* _EXERCISE AIM_
Which lines in the data below contain the string "dark", matching letter case exactly? Copy each of those lines in full.

[Excerpts of location labeling data]
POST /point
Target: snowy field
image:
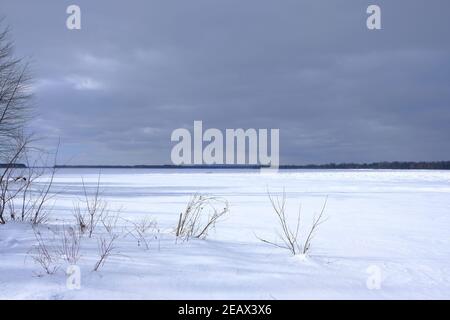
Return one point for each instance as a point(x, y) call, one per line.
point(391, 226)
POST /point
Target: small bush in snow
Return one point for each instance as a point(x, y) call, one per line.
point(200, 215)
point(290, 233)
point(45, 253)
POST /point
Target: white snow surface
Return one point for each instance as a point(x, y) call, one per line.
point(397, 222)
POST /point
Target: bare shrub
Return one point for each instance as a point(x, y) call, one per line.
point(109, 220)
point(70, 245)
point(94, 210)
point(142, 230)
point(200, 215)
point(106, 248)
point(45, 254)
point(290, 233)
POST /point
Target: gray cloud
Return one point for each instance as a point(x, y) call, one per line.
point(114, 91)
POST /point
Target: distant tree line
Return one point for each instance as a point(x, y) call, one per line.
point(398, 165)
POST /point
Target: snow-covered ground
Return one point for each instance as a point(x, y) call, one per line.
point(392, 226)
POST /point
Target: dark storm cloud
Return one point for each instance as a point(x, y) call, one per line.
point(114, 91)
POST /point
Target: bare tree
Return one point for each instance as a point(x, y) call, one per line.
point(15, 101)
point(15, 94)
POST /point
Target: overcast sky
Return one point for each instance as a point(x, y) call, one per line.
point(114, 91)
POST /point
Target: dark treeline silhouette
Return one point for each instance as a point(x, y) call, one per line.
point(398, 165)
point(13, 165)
---
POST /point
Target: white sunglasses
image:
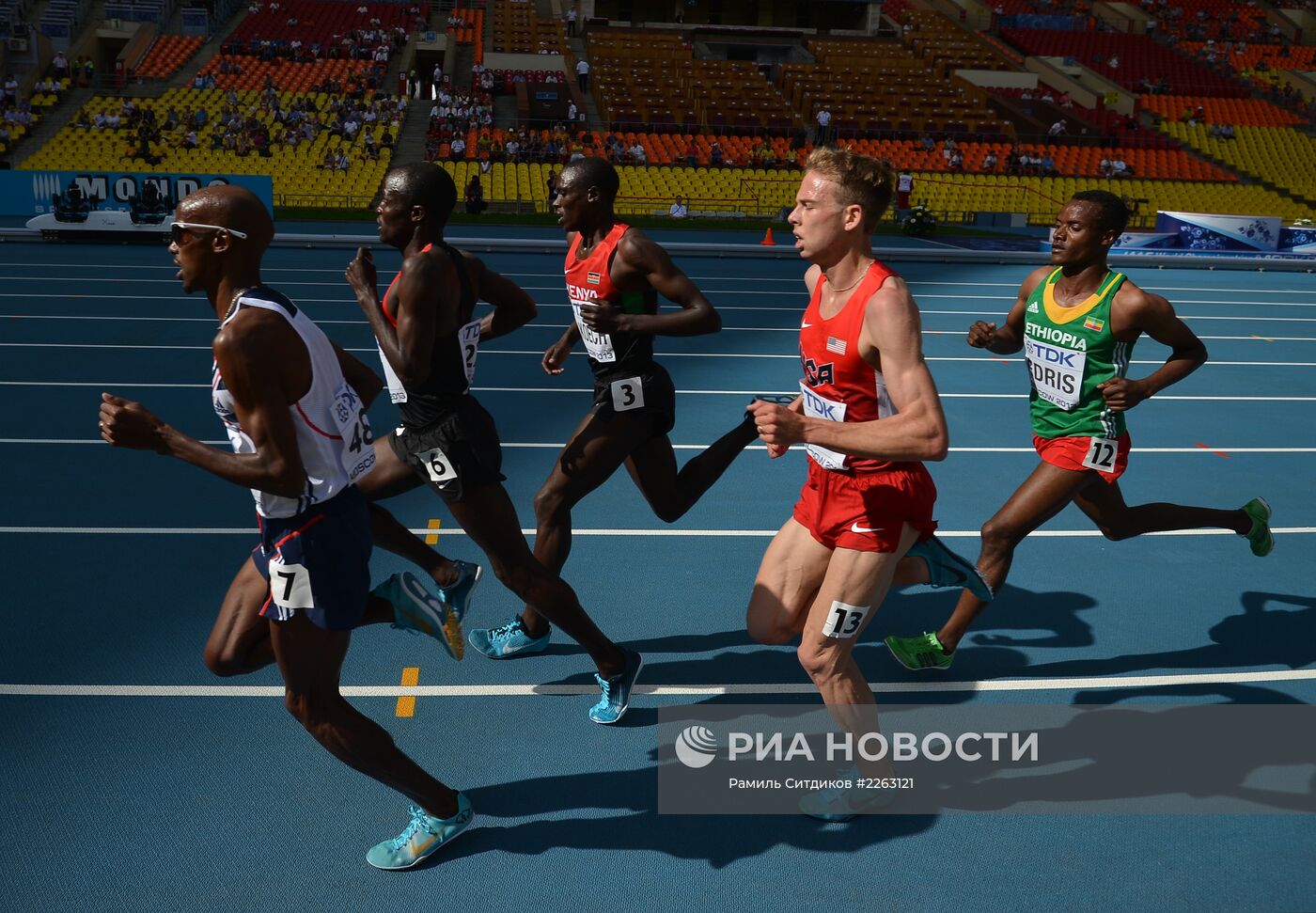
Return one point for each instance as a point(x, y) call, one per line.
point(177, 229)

* _SOLUTION FOR THIS PROBLEM_
Target: dark storm cloud
Target: dark treeline silhouette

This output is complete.